** START GIVEN DATA **

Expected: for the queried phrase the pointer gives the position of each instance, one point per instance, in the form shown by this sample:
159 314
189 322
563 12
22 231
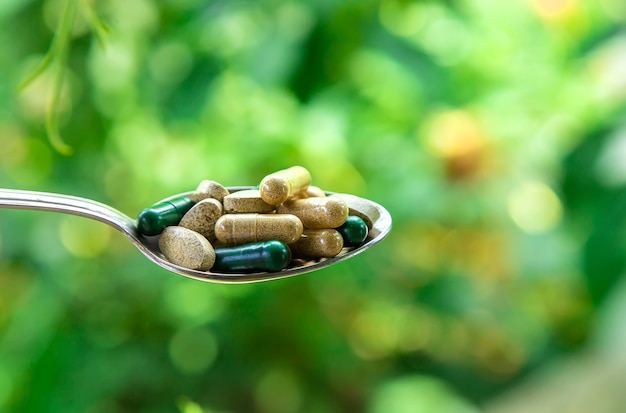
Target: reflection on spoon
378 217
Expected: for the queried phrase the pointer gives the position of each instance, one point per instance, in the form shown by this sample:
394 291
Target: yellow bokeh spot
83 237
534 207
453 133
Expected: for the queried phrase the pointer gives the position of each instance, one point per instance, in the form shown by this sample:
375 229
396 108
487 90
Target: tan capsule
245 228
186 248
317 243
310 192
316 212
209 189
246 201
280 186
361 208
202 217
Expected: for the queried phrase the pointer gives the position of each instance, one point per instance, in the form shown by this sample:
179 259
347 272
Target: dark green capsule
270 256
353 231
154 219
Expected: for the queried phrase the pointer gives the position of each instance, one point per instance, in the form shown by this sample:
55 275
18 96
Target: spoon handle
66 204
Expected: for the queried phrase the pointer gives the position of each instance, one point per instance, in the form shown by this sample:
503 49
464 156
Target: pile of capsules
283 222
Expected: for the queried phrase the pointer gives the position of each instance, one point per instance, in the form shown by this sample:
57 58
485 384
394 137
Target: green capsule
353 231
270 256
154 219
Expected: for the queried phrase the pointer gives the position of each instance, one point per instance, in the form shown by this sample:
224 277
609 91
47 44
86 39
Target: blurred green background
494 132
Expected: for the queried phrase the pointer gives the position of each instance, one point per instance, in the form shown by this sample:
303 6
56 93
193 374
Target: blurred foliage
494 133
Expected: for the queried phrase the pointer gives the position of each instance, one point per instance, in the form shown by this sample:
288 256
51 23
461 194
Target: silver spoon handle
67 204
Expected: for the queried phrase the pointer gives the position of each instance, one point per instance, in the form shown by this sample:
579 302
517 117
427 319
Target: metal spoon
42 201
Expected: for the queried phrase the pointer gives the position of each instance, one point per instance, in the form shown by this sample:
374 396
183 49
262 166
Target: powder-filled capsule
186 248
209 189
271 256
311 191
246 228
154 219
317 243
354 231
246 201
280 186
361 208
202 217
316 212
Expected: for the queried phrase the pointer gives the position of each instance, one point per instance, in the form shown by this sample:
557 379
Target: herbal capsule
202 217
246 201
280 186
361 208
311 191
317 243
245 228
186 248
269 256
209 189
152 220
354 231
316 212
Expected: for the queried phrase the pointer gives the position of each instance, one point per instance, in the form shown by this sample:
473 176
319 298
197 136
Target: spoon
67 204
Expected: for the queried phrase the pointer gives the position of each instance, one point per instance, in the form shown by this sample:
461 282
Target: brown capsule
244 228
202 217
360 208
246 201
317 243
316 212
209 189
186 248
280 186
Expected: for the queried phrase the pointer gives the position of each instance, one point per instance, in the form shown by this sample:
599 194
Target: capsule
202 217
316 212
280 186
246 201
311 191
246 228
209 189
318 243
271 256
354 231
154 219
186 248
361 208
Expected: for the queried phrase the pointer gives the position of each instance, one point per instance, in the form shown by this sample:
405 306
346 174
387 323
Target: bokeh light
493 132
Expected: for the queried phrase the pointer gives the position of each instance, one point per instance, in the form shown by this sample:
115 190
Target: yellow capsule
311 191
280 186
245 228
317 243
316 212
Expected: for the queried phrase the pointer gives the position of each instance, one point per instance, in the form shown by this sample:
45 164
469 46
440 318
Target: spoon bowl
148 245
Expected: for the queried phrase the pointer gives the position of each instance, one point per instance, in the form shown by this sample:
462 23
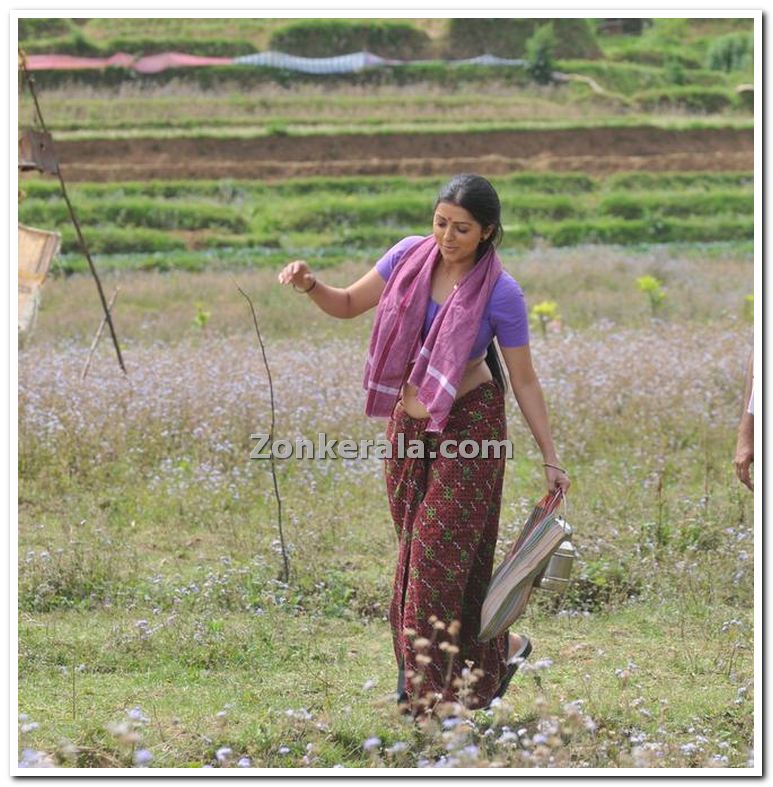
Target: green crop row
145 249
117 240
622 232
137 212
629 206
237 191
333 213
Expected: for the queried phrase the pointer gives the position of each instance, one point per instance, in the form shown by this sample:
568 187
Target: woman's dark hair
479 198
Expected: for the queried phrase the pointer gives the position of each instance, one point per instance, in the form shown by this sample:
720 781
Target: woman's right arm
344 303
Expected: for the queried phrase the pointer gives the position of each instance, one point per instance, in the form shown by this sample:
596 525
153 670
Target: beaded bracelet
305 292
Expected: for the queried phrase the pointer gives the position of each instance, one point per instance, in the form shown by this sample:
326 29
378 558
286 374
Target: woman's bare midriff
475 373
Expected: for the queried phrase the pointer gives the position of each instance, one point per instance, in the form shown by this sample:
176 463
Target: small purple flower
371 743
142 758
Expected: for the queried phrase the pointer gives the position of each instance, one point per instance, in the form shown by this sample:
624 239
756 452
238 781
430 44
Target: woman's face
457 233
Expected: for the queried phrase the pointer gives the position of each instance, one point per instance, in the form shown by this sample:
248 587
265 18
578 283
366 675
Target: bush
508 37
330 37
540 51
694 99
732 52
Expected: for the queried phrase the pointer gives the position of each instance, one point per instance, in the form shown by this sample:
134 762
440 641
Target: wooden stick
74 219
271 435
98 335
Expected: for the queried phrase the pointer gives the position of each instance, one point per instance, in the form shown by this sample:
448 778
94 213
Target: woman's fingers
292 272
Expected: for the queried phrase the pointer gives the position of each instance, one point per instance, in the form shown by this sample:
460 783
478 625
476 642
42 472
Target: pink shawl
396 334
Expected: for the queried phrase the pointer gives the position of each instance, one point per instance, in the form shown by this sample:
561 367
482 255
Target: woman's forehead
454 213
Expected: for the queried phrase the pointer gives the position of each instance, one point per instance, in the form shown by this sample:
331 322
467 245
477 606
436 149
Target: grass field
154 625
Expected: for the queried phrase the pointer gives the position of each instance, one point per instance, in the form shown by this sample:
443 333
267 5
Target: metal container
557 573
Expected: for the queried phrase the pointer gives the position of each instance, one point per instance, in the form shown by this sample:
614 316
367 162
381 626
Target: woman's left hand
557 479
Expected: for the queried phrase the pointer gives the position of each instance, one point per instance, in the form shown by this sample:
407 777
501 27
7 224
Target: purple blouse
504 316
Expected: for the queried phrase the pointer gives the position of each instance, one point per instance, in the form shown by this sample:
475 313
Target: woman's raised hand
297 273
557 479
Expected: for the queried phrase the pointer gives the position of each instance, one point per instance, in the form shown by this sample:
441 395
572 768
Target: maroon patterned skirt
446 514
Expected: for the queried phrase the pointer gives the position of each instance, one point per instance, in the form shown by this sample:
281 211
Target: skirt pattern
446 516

** END GIVEN DATA **
** START GIVEN DATA **

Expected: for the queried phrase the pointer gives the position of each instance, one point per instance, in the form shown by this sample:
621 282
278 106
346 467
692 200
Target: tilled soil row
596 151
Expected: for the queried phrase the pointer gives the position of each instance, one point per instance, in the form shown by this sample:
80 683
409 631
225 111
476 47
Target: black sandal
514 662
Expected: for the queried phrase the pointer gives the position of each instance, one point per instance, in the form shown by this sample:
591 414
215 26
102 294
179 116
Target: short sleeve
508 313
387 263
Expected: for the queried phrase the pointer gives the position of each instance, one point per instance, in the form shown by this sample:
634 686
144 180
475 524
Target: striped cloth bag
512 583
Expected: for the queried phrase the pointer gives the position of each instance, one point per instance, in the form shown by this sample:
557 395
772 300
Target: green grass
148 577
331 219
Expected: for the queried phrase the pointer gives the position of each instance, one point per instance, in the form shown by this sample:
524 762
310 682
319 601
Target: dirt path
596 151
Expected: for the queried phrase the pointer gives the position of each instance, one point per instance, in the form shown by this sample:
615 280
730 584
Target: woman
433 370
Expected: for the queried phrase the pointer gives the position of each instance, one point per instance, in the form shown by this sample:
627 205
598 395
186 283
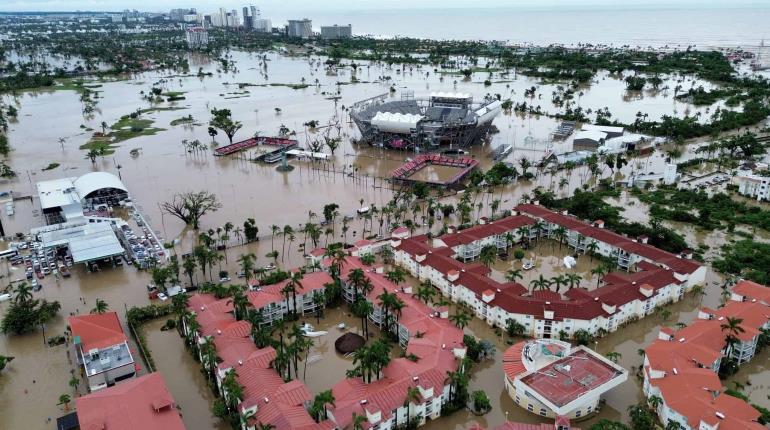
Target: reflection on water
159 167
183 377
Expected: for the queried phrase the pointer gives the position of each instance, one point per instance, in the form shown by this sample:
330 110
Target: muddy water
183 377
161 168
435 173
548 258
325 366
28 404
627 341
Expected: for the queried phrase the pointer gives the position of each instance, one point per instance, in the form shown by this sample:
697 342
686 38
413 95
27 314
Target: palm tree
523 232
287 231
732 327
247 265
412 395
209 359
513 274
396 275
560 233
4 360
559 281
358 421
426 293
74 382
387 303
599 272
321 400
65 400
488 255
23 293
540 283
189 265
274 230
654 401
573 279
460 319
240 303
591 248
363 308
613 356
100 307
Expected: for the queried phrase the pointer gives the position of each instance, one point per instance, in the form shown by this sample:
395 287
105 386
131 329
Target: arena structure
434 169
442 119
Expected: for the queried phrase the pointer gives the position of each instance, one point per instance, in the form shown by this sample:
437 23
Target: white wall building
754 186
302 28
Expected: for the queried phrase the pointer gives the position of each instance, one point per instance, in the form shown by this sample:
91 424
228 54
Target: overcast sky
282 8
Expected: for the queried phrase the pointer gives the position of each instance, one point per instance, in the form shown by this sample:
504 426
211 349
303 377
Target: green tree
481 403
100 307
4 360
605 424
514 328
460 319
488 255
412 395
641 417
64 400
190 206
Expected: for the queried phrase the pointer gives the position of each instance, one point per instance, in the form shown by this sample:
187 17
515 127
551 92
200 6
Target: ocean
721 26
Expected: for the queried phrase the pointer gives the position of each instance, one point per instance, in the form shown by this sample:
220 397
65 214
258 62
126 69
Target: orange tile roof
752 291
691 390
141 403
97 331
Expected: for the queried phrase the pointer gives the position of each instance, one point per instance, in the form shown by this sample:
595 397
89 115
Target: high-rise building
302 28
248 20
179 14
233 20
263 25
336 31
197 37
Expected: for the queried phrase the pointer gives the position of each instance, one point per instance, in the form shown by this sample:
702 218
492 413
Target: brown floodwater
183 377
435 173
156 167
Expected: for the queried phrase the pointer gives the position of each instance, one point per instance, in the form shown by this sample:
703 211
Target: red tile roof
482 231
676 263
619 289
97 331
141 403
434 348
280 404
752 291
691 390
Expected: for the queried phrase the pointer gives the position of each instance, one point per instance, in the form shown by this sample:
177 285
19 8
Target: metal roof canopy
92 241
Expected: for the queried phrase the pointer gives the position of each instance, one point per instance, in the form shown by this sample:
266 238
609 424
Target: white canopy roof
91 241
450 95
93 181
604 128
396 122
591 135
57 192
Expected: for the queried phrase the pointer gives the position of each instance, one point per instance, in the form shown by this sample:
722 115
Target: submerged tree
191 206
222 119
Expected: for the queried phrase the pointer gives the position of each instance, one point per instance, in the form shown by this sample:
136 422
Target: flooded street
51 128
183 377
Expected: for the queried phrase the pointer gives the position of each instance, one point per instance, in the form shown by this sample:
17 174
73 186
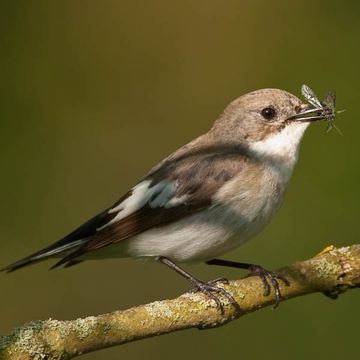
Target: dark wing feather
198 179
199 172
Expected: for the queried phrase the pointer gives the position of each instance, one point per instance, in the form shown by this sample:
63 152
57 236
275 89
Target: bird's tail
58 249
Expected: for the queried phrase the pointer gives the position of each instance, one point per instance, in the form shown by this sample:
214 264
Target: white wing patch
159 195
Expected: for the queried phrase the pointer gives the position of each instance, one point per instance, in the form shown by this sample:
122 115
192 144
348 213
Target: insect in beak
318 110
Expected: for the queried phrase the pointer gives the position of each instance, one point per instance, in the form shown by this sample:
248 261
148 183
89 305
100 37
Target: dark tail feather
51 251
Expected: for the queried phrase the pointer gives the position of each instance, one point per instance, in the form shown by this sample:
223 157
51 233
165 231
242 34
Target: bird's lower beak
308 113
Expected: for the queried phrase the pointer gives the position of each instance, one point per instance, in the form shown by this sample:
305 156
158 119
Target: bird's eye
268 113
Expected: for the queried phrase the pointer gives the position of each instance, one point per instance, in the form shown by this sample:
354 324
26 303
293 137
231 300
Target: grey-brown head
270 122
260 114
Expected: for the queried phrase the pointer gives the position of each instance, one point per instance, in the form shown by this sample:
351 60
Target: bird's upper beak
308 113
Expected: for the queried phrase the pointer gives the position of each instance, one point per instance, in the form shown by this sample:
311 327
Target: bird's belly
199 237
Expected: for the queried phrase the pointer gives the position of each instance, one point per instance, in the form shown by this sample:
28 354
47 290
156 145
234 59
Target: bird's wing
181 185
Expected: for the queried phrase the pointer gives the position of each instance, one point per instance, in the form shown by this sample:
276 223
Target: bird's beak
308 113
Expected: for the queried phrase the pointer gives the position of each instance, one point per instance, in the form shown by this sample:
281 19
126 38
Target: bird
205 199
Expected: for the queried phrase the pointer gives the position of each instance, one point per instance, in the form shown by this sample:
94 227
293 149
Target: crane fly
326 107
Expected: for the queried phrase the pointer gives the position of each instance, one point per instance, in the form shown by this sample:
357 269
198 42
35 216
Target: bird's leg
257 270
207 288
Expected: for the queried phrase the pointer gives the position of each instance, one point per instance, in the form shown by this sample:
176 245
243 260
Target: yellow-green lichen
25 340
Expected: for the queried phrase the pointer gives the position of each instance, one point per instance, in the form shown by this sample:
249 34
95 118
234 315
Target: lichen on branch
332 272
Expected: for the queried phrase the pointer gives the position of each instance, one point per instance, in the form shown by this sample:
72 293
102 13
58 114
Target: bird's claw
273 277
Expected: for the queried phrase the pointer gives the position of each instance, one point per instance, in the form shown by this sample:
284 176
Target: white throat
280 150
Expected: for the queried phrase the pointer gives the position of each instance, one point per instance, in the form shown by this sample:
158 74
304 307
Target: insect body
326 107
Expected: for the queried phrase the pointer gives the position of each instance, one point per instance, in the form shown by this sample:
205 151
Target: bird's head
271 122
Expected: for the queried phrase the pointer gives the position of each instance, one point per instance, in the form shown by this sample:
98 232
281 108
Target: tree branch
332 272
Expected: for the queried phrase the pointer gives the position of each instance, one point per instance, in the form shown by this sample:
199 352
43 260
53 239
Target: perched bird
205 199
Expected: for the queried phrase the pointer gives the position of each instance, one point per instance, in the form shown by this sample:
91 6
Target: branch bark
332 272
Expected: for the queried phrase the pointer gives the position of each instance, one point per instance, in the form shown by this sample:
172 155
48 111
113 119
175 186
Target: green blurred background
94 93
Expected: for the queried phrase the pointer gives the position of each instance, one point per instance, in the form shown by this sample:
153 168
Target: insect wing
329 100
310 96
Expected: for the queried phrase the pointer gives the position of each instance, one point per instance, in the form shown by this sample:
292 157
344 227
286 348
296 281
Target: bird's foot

** END GIVEN DATA **
** START GIVEN DATA **

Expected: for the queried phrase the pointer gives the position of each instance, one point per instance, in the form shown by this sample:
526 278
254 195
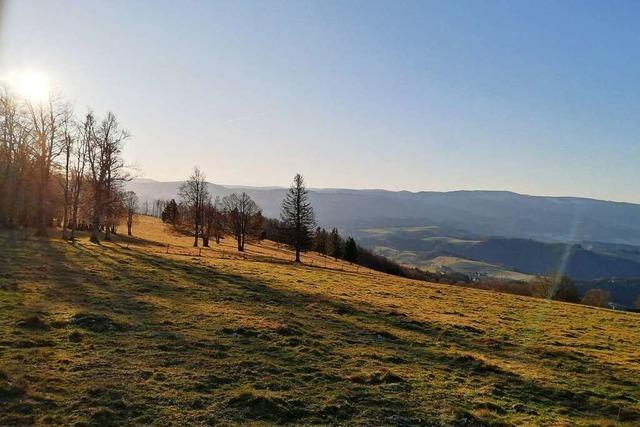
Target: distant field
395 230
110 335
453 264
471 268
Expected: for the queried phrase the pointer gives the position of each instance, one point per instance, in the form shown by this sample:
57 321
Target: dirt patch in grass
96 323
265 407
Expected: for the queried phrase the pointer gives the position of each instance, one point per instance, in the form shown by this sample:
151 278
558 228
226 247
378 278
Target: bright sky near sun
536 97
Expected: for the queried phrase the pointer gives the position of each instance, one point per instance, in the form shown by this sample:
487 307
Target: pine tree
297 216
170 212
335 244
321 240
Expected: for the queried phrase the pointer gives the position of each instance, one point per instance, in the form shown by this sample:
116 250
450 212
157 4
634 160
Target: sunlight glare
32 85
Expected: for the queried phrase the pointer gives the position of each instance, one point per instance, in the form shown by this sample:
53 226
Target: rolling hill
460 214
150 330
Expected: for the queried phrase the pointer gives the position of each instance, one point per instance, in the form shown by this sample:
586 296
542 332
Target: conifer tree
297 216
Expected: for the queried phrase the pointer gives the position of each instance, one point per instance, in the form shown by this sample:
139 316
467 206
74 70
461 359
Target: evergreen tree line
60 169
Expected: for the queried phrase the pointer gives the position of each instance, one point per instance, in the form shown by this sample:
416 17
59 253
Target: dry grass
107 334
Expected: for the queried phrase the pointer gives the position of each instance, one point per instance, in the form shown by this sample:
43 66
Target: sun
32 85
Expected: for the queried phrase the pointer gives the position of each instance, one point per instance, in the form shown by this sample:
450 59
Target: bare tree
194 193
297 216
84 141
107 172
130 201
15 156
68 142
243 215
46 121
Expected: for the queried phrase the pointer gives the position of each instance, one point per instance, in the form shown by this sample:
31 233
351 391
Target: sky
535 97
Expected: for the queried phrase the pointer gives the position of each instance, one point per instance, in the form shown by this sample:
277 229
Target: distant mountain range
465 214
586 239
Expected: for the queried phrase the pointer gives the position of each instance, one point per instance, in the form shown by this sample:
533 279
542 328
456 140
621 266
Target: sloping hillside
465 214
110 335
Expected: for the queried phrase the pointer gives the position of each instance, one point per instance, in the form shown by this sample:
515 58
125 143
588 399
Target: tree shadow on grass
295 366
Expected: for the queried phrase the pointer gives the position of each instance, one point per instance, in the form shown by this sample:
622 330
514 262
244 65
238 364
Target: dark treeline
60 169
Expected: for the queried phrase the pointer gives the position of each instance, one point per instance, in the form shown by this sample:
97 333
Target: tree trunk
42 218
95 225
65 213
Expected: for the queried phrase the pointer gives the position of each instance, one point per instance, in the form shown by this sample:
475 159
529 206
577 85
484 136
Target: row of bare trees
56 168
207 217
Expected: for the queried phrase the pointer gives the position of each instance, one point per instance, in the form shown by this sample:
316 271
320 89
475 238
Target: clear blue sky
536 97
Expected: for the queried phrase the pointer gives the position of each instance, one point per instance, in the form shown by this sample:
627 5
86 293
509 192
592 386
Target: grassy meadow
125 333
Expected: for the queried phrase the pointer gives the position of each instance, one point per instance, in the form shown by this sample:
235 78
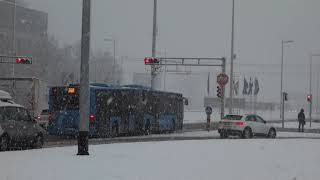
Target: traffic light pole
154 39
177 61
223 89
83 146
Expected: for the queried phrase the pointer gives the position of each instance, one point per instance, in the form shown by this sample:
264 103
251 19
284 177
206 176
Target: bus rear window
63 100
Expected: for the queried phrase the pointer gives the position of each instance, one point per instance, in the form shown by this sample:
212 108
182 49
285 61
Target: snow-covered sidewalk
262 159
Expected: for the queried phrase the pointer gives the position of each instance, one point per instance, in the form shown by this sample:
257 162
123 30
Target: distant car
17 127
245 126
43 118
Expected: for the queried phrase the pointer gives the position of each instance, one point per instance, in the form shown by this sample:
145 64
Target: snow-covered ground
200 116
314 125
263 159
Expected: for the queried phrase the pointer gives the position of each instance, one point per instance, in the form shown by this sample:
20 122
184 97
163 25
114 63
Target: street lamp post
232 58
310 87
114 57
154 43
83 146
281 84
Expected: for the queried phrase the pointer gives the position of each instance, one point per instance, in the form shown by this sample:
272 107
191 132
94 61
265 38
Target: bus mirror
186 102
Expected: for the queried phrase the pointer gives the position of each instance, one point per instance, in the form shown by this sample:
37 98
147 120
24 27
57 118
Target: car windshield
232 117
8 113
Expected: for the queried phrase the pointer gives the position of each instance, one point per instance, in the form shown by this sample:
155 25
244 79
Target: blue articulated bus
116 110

** END GIVEN DATA **

### WRITTEN REQUEST
Count the lines in the entries above that contain the string "skirt", and reply with the number alone.

### EXERCISE RESULT
2